## WORK INSTRUCTIONS
Can you quote exactly the stretch of lines from the one with "Target: scarf" through the final line of the material, both ends included?

## TASK DATA
"""

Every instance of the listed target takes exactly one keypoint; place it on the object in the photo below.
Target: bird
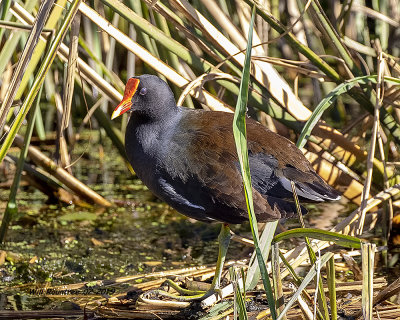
(187, 158)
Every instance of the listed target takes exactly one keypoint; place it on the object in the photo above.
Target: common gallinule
(188, 159)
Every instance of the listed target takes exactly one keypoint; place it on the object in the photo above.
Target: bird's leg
(191, 295)
(223, 240)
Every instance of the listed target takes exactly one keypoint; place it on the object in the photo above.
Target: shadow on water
(55, 244)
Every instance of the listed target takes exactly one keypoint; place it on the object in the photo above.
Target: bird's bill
(126, 102)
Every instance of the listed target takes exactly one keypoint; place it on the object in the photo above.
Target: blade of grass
(330, 267)
(239, 132)
(367, 256)
(340, 239)
(307, 279)
(12, 208)
(44, 68)
(26, 56)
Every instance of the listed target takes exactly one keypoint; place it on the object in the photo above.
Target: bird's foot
(185, 295)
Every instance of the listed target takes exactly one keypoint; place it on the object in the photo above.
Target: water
(58, 244)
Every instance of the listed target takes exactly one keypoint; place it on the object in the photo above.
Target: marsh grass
(306, 68)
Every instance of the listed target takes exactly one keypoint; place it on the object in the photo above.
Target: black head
(147, 95)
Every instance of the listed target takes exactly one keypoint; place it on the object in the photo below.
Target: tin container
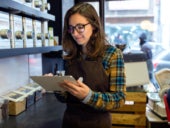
(5, 31)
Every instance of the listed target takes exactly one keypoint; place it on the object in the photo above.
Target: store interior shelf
(20, 9)
(23, 51)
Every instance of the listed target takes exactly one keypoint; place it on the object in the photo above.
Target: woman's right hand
(49, 74)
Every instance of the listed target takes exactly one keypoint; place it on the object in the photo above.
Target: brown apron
(77, 114)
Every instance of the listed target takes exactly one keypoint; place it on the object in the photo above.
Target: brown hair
(96, 44)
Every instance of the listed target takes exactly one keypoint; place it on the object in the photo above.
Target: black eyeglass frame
(77, 28)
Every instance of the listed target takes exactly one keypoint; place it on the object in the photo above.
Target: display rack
(23, 10)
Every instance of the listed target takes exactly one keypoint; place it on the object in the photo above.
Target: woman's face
(80, 29)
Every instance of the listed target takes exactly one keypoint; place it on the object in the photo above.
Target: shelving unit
(23, 51)
(17, 64)
(23, 10)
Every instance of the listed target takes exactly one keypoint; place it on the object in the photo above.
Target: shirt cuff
(87, 98)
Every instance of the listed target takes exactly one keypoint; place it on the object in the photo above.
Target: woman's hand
(79, 89)
(49, 74)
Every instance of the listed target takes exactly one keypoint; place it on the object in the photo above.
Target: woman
(101, 66)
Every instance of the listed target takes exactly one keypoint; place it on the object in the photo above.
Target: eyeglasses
(79, 28)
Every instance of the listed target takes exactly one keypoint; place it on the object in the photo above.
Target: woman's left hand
(79, 89)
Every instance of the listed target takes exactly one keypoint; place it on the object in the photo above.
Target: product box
(28, 93)
(18, 31)
(17, 102)
(45, 32)
(28, 32)
(38, 90)
(5, 31)
(38, 33)
(3, 109)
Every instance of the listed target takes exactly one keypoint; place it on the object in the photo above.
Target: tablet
(51, 83)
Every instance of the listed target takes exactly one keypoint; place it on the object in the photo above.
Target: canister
(5, 32)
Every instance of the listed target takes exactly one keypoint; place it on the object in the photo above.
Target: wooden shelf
(23, 51)
(23, 10)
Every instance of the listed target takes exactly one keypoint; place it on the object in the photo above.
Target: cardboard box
(38, 90)
(132, 113)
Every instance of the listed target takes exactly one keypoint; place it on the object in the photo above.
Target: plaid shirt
(113, 64)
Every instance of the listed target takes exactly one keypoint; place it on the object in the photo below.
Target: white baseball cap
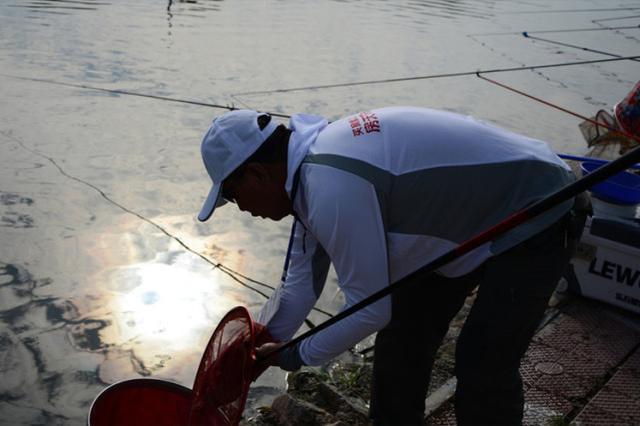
(230, 141)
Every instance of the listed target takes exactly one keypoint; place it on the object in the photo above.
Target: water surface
(105, 274)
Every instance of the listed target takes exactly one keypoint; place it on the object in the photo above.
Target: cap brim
(213, 200)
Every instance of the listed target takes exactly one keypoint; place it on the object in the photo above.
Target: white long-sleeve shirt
(381, 193)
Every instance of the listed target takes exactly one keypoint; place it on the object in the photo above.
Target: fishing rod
(433, 76)
(533, 210)
(569, 191)
(559, 43)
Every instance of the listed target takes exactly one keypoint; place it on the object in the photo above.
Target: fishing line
(216, 265)
(434, 76)
(615, 19)
(567, 30)
(559, 43)
(575, 114)
(130, 93)
(533, 210)
(529, 12)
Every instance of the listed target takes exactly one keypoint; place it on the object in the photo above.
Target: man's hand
(262, 354)
(288, 359)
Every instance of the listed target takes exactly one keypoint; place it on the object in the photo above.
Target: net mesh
(219, 392)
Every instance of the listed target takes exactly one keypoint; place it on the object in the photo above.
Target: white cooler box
(607, 264)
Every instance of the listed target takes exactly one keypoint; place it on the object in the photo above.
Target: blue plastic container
(623, 188)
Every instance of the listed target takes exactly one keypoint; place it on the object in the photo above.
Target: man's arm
(343, 212)
(302, 282)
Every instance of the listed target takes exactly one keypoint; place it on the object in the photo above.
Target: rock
(312, 387)
(292, 411)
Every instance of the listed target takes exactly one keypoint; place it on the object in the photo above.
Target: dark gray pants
(514, 289)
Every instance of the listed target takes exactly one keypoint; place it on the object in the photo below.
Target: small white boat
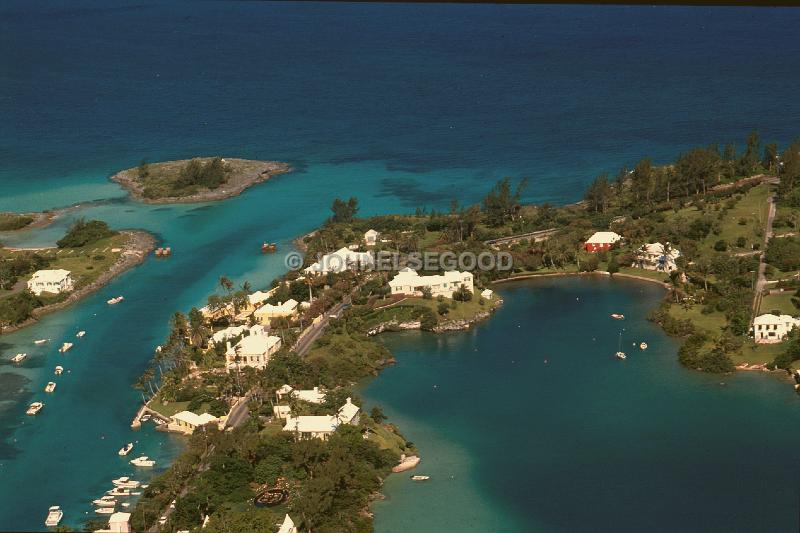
(54, 516)
(125, 450)
(143, 461)
(105, 501)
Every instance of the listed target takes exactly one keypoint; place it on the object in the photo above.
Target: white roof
(287, 526)
(775, 319)
(50, 276)
(311, 424)
(348, 411)
(194, 419)
(604, 237)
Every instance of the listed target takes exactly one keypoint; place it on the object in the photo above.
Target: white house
(187, 421)
(54, 281)
(371, 237)
(267, 312)
(410, 283)
(288, 526)
(349, 413)
(253, 350)
(657, 256)
(342, 260)
(773, 328)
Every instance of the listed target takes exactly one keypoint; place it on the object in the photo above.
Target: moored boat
(125, 450)
(54, 516)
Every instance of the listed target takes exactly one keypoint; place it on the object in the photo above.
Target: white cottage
(771, 328)
(53, 281)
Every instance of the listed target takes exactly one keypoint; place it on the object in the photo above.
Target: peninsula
(202, 179)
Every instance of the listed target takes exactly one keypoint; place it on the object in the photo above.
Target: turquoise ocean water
(401, 106)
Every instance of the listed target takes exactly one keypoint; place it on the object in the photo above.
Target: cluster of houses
(313, 426)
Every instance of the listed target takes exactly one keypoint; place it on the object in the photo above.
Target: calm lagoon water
(401, 106)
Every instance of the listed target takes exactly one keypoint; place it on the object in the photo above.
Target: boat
(126, 449)
(105, 501)
(620, 354)
(126, 483)
(54, 516)
(143, 461)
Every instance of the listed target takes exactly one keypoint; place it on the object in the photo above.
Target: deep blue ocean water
(399, 105)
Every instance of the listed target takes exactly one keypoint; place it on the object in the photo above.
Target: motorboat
(143, 461)
(126, 483)
(54, 516)
(125, 450)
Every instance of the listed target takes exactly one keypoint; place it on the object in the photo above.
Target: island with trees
(201, 179)
(711, 213)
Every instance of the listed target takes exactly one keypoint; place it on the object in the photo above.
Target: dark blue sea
(401, 106)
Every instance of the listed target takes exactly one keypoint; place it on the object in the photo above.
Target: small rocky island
(201, 179)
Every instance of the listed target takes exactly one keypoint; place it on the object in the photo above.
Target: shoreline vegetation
(92, 253)
(201, 179)
(713, 205)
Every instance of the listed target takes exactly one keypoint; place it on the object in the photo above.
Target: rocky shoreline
(236, 185)
(139, 245)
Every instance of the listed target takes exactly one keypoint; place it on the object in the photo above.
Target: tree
(344, 211)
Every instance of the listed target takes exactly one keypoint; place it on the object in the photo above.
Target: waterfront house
(769, 328)
(187, 422)
(601, 240)
(408, 282)
(288, 526)
(117, 523)
(267, 312)
(52, 281)
(342, 260)
(253, 350)
(657, 256)
(349, 413)
(371, 237)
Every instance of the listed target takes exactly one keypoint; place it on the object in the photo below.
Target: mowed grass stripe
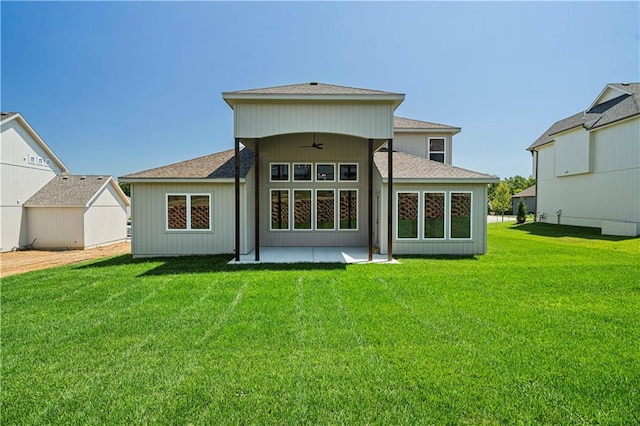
(543, 329)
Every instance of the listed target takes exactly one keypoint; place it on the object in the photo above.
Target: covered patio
(312, 255)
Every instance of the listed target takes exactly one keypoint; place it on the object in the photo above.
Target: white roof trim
(38, 139)
(451, 131)
(117, 188)
(443, 180)
(179, 180)
(607, 87)
(231, 98)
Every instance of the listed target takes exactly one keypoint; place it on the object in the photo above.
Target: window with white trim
(460, 215)
(407, 215)
(302, 172)
(348, 173)
(188, 212)
(302, 209)
(279, 209)
(325, 209)
(279, 172)
(348, 209)
(325, 172)
(434, 215)
(437, 149)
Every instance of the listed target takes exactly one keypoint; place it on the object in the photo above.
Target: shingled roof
(312, 88)
(220, 165)
(407, 166)
(529, 192)
(616, 109)
(69, 191)
(409, 123)
(4, 115)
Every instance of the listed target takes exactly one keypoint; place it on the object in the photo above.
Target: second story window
(436, 149)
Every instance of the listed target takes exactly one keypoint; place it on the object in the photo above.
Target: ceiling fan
(313, 145)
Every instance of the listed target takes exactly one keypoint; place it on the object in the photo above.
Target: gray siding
(417, 144)
(150, 236)
(609, 192)
(19, 180)
(370, 120)
(476, 245)
(337, 149)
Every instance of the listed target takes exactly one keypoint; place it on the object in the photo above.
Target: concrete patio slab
(312, 255)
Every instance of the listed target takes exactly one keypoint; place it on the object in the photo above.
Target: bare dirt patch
(18, 262)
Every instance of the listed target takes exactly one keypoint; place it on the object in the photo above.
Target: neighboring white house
(42, 206)
(528, 196)
(587, 166)
(77, 212)
(26, 165)
(311, 167)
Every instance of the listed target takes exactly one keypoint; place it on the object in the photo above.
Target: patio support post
(370, 197)
(257, 201)
(237, 188)
(390, 202)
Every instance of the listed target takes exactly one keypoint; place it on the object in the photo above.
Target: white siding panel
(609, 193)
(573, 153)
(105, 221)
(19, 180)
(268, 119)
(150, 237)
(55, 228)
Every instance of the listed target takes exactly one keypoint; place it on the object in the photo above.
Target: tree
(126, 188)
(501, 201)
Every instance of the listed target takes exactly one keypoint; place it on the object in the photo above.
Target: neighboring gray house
(587, 166)
(77, 212)
(528, 196)
(311, 167)
(26, 165)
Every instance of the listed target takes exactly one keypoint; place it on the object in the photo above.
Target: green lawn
(545, 328)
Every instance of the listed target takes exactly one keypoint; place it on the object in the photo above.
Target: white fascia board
(116, 187)
(232, 98)
(608, 86)
(54, 206)
(452, 131)
(178, 180)
(38, 139)
(445, 180)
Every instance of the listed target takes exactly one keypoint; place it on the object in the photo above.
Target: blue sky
(115, 88)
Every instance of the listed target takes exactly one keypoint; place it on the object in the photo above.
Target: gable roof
(411, 124)
(598, 115)
(72, 191)
(312, 88)
(220, 165)
(312, 91)
(411, 167)
(5, 117)
(529, 192)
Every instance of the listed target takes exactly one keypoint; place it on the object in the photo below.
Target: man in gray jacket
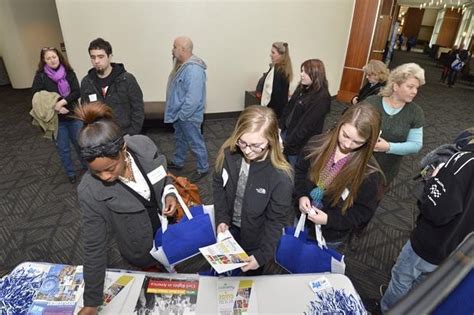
(112, 84)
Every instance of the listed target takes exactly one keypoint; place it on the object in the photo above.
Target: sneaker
(196, 176)
(382, 289)
(72, 179)
(173, 166)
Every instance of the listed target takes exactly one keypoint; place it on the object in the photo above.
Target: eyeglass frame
(256, 149)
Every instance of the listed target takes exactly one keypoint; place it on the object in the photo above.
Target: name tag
(345, 194)
(157, 174)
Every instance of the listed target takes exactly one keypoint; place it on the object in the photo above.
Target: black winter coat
(303, 118)
(124, 96)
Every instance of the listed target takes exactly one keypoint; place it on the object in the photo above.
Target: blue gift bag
(177, 242)
(297, 254)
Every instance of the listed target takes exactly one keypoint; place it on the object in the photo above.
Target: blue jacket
(186, 92)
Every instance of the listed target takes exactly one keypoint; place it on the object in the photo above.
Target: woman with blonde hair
(337, 181)
(274, 85)
(376, 73)
(252, 186)
(402, 119)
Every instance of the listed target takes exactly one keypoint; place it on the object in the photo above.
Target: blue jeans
(188, 136)
(68, 133)
(409, 270)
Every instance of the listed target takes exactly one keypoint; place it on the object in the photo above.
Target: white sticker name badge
(92, 97)
(157, 174)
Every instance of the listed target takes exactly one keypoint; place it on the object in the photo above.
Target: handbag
(188, 191)
(297, 254)
(177, 242)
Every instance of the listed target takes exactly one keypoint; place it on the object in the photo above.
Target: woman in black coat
(376, 73)
(305, 113)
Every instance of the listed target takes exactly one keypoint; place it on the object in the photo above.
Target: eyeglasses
(257, 148)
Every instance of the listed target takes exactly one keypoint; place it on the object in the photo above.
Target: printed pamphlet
(168, 295)
(233, 296)
(226, 254)
(59, 292)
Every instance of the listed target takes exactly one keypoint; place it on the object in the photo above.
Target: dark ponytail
(101, 136)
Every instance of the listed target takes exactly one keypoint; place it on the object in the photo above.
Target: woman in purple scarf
(54, 74)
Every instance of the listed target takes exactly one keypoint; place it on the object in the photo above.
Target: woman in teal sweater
(402, 119)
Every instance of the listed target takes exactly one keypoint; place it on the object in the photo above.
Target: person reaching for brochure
(337, 180)
(122, 191)
(252, 186)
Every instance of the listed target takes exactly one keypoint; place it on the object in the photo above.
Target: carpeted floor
(41, 220)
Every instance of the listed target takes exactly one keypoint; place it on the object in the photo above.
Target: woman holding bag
(337, 181)
(252, 186)
(54, 74)
(122, 190)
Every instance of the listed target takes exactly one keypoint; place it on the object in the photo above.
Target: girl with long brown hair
(276, 84)
(252, 186)
(337, 181)
(304, 115)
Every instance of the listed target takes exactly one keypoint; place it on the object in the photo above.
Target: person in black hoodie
(446, 218)
(112, 84)
(54, 74)
(376, 73)
(304, 115)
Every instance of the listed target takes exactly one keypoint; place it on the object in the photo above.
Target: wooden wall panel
(449, 28)
(361, 46)
(412, 24)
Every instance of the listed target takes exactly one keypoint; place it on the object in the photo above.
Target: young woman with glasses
(54, 74)
(252, 186)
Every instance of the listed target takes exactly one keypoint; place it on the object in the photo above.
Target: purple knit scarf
(59, 76)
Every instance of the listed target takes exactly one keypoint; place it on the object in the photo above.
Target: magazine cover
(59, 291)
(168, 295)
(233, 296)
(226, 254)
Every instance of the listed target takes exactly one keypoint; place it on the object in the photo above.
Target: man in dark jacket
(446, 218)
(112, 84)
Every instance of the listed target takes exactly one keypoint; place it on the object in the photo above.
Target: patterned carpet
(41, 217)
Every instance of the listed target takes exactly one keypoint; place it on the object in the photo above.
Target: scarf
(59, 77)
(326, 177)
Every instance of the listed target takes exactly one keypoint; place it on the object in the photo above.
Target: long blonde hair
(254, 119)
(366, 119)
(402, 73)
(284, 63)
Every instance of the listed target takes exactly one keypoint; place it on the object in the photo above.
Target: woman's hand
(305, 204)
(170, 205)
(382, 145)
(318, 216)
(60, 104)
(221, 228)
(88, 310)
(252, 264)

"""

## REPLY
Target: scarf
(59, 77)
(326, 177)
Every instance of the listed target takes exactly one keypoint; place it on the object in the photo above.
Target: long blonde hair
(254, 119)
(366, 119)
(402, 73)
(284, 63)
Every instance of the listed target takes exactly one keypoint; place it on the object in the photo above.
Target: woman's hand
(305, 204)
(170, 205)
(382, 145)
(318, 216)
(60, 104)
(221, 228)
(88, 310)
(252, 264)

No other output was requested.